TASK INSTRUCTIONS: Filter the material below, copying every line that contains the word "wing" and leaving out all other lines.

Bounding box annotation entries:
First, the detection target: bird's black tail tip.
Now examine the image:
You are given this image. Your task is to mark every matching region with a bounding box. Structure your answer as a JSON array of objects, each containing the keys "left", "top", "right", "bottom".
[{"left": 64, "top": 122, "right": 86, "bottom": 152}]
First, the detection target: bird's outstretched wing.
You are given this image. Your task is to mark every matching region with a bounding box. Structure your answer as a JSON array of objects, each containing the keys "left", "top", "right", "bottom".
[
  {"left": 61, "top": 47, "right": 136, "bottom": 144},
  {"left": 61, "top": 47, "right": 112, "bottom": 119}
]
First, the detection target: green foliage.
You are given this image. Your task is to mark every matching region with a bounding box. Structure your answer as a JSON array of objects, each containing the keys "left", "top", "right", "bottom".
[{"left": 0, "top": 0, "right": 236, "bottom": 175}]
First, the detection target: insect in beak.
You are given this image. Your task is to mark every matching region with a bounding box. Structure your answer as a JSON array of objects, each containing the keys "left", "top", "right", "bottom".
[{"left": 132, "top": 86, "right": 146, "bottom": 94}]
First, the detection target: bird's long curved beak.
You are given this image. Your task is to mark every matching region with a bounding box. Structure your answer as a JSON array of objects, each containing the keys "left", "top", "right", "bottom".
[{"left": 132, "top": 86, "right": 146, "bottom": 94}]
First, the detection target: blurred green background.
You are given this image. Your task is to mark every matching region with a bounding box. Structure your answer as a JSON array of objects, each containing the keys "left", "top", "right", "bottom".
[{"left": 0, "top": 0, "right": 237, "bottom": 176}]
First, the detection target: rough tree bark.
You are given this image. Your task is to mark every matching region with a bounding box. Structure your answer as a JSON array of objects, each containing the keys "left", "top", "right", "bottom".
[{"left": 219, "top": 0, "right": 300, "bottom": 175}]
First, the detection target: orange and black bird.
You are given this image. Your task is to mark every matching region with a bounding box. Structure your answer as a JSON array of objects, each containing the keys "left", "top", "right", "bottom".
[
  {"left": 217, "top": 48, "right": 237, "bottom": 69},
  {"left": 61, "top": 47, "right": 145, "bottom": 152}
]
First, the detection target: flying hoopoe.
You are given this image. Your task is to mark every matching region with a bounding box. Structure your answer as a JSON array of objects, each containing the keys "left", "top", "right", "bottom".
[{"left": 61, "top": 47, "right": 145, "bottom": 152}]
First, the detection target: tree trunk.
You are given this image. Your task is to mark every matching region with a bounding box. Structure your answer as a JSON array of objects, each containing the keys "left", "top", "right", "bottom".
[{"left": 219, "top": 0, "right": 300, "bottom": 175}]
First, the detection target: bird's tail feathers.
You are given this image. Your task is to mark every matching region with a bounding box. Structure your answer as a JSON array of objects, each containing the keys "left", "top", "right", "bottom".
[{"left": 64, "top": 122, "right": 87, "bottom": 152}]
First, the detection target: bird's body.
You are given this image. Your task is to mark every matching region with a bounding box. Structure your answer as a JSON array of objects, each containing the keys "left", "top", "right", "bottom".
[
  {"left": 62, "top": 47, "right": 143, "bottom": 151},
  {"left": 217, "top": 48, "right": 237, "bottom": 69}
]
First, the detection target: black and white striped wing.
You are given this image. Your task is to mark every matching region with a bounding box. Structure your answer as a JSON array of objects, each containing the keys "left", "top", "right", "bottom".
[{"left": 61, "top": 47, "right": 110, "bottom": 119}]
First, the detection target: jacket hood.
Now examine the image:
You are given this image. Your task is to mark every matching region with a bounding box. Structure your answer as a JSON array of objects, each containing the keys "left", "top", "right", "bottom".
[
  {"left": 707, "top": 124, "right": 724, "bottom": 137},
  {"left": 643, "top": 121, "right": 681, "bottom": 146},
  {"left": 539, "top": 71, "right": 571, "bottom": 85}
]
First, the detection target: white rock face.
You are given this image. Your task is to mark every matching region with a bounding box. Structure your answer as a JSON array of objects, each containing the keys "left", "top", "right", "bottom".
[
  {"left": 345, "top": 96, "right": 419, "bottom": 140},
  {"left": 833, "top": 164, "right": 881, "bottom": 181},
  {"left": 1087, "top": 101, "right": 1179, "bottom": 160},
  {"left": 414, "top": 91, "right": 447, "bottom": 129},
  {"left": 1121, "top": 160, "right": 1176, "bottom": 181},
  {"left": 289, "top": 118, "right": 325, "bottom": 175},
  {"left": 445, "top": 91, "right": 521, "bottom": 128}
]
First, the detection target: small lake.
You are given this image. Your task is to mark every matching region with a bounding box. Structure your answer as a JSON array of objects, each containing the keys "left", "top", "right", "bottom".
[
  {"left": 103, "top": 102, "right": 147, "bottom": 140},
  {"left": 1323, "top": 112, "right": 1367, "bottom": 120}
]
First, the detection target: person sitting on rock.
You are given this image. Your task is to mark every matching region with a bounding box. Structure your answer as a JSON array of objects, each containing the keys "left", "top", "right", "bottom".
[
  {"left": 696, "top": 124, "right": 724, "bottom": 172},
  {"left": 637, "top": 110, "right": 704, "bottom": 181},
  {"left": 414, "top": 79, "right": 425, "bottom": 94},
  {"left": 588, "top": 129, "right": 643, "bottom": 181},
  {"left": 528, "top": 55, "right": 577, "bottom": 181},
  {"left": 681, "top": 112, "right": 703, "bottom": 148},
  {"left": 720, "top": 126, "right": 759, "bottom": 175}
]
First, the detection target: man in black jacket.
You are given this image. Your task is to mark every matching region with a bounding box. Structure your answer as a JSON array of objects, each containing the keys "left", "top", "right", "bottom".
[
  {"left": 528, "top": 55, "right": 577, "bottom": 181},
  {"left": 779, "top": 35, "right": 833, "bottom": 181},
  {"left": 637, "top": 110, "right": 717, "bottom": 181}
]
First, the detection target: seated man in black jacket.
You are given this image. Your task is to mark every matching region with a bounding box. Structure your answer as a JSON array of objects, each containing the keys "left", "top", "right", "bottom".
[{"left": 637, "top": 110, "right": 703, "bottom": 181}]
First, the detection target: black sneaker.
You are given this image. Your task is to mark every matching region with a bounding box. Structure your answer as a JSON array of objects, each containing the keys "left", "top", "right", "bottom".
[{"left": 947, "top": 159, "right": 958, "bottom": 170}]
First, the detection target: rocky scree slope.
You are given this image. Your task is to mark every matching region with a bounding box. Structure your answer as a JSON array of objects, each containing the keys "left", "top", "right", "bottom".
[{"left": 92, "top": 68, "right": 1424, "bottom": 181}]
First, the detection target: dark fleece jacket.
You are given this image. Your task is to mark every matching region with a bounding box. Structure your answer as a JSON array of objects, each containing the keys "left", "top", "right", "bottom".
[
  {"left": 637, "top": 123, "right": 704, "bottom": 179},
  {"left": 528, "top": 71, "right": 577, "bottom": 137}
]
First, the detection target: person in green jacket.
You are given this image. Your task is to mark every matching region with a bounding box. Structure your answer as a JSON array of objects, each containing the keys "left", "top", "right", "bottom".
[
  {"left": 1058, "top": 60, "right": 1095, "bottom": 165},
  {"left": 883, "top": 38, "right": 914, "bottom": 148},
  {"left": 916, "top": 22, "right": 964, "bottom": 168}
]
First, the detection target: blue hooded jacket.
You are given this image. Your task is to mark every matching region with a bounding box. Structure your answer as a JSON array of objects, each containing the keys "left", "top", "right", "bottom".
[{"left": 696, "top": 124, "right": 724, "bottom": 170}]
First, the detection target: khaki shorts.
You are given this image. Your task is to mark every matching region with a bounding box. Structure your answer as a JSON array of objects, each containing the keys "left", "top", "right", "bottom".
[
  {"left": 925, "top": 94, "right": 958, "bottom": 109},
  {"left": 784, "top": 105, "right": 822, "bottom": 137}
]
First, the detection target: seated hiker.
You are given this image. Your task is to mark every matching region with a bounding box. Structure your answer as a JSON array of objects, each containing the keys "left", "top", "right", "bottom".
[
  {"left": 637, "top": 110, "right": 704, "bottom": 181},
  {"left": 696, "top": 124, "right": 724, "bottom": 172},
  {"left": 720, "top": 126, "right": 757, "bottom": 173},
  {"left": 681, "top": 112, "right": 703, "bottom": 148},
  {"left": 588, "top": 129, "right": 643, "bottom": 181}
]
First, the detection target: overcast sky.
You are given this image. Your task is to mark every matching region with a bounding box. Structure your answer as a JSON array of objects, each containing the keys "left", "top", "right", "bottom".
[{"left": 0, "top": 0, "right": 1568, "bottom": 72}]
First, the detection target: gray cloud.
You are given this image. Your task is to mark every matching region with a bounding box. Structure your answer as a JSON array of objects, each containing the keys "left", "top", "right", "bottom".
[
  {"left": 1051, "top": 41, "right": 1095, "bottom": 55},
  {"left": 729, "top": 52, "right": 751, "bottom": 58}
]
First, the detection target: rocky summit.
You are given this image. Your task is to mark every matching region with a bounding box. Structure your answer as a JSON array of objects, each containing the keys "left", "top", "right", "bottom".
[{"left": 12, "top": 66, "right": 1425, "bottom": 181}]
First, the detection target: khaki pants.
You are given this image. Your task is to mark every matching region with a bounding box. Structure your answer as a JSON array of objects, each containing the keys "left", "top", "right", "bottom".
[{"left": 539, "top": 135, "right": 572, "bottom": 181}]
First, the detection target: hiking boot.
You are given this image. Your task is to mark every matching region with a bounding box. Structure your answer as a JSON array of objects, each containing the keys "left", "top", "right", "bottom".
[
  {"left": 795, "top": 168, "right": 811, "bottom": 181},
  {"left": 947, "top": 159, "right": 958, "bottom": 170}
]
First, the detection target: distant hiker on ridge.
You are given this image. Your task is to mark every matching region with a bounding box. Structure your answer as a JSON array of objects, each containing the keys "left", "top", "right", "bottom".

ANSWER FOR THE TASK:
First, the detection target: bird's outstretched wing.
First, the detection target: black and white striped wing.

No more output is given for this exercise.